| YOUR GOAL |
Identify every line in the records below that contains the word "window" and copy each of those lines in full.
--- Begin SUPPLIED INFORMATION ---
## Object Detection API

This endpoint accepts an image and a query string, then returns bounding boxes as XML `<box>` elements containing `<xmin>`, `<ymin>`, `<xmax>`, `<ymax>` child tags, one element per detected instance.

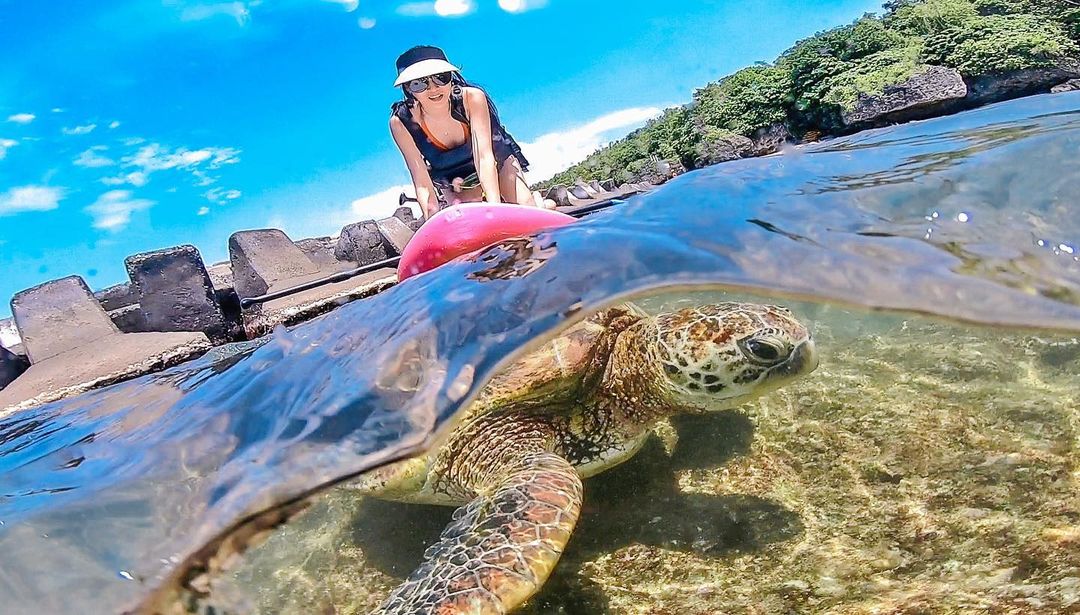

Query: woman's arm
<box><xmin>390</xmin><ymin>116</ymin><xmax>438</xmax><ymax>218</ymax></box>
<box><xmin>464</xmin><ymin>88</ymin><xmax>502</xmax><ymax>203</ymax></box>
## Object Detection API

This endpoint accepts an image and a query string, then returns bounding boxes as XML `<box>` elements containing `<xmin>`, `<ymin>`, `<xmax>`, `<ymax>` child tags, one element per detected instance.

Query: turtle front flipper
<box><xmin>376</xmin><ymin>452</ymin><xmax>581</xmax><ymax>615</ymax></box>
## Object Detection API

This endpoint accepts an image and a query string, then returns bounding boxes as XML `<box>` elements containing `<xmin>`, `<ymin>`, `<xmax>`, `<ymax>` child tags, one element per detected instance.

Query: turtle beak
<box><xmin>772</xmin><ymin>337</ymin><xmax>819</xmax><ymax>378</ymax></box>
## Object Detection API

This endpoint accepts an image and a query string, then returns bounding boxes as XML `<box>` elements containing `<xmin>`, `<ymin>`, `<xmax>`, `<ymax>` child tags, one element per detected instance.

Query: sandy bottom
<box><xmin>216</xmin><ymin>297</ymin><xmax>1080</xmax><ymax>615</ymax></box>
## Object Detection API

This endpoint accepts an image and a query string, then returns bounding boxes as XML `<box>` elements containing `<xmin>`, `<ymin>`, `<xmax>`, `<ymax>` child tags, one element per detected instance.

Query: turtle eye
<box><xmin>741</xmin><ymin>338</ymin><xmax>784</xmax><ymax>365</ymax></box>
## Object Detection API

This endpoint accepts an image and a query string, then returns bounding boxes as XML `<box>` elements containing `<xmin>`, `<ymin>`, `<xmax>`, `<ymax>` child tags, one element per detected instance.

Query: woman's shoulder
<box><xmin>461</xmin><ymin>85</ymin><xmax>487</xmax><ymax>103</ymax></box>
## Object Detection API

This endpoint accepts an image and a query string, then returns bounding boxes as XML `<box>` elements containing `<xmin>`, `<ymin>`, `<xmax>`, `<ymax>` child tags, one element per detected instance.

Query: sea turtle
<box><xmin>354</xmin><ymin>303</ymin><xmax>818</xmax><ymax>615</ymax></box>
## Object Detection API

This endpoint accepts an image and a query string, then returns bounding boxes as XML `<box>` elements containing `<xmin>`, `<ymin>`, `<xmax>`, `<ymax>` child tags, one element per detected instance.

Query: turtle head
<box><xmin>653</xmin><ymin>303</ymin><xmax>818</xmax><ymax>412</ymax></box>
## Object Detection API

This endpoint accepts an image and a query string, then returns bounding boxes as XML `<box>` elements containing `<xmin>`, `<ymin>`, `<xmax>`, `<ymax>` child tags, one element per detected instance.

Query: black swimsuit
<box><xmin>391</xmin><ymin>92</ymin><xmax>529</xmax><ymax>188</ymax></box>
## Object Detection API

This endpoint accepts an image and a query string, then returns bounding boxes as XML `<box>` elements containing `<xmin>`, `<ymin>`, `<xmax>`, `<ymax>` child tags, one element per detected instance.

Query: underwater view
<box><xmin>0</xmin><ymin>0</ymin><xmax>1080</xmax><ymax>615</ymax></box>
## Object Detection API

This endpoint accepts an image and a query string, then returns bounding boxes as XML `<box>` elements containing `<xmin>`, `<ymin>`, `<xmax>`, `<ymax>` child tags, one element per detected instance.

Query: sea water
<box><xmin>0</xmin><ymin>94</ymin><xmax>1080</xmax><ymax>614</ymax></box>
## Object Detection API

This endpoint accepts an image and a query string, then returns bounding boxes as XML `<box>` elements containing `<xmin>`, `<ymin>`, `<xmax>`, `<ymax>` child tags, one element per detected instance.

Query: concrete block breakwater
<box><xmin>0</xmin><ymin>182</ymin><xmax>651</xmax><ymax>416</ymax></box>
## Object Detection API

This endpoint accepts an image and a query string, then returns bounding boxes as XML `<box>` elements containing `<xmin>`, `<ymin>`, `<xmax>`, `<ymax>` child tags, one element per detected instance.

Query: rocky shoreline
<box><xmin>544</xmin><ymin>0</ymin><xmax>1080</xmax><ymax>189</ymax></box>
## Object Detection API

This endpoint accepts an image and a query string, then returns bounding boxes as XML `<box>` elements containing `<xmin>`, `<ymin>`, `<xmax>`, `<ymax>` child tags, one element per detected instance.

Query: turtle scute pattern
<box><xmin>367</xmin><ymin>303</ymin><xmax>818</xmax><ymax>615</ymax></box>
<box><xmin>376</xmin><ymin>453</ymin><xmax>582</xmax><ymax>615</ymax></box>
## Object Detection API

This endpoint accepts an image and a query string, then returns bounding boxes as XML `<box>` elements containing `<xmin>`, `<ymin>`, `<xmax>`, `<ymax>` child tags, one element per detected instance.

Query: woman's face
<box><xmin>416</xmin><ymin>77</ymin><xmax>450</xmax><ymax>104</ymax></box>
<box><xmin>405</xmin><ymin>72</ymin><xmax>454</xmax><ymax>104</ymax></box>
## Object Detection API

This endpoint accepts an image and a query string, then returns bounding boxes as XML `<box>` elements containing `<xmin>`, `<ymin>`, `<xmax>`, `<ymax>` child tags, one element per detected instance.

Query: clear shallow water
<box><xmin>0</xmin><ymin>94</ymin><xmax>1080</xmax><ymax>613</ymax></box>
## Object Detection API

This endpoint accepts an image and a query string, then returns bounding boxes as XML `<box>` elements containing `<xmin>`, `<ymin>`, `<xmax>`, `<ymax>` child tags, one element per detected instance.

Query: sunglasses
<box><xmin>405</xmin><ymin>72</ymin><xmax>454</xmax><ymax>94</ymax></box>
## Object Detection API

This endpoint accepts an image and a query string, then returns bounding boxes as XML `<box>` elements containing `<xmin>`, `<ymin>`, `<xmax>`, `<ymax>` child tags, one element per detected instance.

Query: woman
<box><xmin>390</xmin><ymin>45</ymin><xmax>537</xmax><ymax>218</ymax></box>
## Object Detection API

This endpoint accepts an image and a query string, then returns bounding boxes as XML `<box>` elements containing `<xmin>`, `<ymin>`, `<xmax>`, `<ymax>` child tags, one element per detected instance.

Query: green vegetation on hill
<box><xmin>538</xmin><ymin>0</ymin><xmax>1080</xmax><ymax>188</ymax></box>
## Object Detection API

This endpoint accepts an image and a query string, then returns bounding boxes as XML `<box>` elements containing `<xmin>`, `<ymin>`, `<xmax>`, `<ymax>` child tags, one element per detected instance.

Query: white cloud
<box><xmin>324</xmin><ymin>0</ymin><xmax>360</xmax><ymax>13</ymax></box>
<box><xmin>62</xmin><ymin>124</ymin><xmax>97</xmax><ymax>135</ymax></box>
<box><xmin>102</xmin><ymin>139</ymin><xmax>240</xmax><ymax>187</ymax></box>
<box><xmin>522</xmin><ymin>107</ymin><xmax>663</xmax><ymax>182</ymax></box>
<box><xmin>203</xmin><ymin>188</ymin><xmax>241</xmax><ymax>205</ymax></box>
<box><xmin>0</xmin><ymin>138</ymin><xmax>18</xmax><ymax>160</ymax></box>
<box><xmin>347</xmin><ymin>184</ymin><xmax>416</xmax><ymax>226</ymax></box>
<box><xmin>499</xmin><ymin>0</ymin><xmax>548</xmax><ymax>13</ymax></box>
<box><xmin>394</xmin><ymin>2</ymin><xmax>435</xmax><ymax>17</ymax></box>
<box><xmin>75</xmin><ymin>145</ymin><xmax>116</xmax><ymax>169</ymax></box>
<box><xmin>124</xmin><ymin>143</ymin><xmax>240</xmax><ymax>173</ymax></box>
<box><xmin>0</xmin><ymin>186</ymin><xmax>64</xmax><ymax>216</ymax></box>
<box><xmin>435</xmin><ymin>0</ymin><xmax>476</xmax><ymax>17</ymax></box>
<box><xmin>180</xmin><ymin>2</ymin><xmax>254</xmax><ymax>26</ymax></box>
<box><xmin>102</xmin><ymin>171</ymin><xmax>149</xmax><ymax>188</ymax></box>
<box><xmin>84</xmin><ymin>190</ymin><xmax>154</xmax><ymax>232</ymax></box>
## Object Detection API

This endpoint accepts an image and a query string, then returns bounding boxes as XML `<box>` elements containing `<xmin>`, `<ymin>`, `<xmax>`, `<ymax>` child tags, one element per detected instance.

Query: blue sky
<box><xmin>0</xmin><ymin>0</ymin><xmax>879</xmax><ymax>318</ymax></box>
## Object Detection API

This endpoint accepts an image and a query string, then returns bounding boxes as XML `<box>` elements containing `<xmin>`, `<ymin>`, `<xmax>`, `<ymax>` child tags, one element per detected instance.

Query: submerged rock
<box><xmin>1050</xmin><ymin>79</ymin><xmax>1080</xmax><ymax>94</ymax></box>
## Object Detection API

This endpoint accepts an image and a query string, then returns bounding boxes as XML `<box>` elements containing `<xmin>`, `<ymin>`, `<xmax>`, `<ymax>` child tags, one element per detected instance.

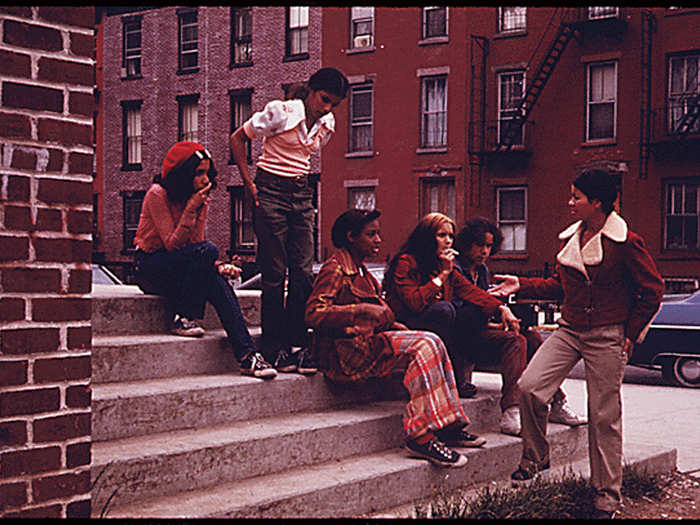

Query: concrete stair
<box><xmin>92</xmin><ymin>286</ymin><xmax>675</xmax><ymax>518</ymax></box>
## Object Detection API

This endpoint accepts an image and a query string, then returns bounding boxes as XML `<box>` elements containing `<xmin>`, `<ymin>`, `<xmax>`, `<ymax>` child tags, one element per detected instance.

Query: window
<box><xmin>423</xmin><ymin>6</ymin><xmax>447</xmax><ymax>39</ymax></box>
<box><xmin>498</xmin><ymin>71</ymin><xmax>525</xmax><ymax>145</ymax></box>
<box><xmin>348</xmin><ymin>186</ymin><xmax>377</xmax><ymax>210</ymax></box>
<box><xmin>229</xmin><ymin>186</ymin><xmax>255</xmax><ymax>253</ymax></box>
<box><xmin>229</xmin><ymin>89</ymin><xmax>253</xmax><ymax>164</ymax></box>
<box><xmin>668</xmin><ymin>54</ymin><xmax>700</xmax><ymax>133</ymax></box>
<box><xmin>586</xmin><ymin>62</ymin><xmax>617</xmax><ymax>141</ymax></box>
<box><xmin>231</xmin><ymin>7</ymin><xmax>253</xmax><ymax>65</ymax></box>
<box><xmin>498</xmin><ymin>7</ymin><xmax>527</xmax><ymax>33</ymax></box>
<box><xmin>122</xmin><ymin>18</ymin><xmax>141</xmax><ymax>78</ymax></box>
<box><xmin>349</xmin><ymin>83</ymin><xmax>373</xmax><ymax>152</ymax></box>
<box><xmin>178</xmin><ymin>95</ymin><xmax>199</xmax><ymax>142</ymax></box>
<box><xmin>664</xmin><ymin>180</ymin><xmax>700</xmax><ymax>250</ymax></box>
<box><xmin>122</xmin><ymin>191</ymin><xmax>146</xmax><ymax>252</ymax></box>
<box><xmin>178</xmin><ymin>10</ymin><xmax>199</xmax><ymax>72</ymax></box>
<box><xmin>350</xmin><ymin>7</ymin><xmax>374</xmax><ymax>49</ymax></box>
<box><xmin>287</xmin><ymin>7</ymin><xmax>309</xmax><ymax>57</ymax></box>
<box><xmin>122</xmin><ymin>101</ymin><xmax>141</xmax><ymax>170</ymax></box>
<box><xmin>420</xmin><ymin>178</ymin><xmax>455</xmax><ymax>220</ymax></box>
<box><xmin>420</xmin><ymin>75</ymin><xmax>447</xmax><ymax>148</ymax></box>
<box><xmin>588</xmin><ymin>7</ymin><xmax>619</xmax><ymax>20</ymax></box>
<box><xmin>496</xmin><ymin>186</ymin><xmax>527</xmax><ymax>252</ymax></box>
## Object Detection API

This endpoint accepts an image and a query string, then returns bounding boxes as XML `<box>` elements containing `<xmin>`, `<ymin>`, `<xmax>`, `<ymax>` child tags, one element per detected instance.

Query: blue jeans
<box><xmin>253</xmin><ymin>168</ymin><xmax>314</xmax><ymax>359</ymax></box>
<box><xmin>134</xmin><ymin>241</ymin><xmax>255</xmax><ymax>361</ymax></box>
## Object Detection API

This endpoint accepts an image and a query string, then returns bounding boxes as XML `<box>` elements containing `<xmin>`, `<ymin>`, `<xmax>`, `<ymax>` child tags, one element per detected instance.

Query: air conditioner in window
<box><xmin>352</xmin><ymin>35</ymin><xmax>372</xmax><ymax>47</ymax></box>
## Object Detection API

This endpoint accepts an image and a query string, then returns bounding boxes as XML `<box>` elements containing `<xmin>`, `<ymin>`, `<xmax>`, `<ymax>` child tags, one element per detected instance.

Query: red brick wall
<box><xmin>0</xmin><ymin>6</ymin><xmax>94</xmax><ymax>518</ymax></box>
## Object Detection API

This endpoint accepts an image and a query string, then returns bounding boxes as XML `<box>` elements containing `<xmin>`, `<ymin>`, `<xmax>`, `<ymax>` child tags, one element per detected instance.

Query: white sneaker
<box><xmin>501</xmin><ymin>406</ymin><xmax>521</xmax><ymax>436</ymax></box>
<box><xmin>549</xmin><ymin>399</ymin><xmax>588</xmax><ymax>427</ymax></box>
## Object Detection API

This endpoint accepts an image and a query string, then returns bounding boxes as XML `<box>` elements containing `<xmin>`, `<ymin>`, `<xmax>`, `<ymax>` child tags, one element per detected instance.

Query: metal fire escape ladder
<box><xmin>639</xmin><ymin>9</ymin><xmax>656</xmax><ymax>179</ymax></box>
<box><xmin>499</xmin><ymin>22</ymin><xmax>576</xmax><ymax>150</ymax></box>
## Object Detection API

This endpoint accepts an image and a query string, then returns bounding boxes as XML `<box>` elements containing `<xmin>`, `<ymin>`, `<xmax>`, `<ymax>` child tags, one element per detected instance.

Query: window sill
--- End SUPPLIED INFORMATION ---
| SOLUTION TO THE EXERCISE |
Query: window
Query: air conditioner in window
Query: window sill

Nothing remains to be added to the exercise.